Collected data entries
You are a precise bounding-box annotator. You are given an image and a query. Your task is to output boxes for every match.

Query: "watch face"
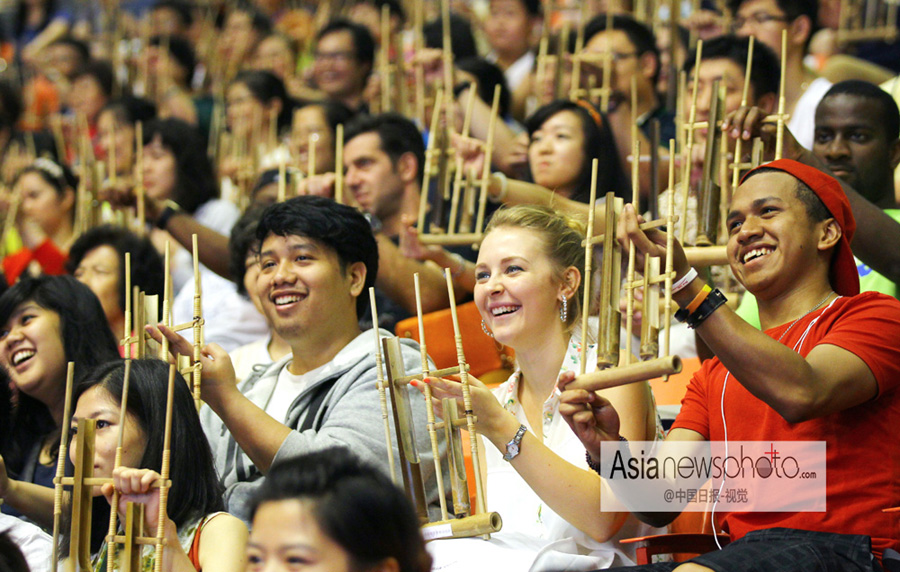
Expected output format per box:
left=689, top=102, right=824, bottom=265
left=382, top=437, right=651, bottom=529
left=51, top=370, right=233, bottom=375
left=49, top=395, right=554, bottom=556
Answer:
left=507, top=443, right=519, bottom=457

How to complete this task =
Return a verbatim transcription of the data, omitting all images.

Answer below =
You are a precise bounding-box annotator. You are given an image and a query. Your task is to output boxes for every match.

Query: "watch face"
Expected output format per box:
left=689, top=102, right=824, bottom=265
left=382, top=437, right=651, bottom=529
left=51, top=370, right=233, bottom=375
left=49, top=395, right=554, bottom=556
Answer:
left=507, top=443, right=519, bottom=457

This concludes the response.